**PROBLEM:** Among the lines of the material below, count those holding "jacket". Report the number by itself.

**DATA SUPPLIED:**
=== Section Start ===

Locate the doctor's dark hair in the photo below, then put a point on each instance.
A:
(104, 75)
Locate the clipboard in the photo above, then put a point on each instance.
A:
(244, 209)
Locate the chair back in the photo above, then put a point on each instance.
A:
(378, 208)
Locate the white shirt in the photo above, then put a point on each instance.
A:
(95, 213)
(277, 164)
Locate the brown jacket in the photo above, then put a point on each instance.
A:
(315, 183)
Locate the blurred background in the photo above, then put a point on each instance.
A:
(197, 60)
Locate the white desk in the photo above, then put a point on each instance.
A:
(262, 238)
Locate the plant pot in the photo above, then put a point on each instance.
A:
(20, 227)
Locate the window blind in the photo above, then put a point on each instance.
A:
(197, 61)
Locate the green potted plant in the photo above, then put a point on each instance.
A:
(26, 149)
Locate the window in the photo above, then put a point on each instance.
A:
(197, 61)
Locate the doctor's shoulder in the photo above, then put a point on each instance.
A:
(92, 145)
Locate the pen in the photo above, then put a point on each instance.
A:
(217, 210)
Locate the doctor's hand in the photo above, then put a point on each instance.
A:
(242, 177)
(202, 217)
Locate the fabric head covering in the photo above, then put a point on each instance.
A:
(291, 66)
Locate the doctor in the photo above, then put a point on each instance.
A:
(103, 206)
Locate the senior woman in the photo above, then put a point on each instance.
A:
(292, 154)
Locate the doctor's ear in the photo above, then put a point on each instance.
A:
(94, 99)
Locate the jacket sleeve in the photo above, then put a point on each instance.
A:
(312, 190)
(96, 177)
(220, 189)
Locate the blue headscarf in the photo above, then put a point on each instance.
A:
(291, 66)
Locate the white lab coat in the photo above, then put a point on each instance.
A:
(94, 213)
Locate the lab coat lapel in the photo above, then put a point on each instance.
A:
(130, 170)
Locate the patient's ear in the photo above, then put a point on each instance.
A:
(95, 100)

=== Section End ===

**FINISHED TASK:** 2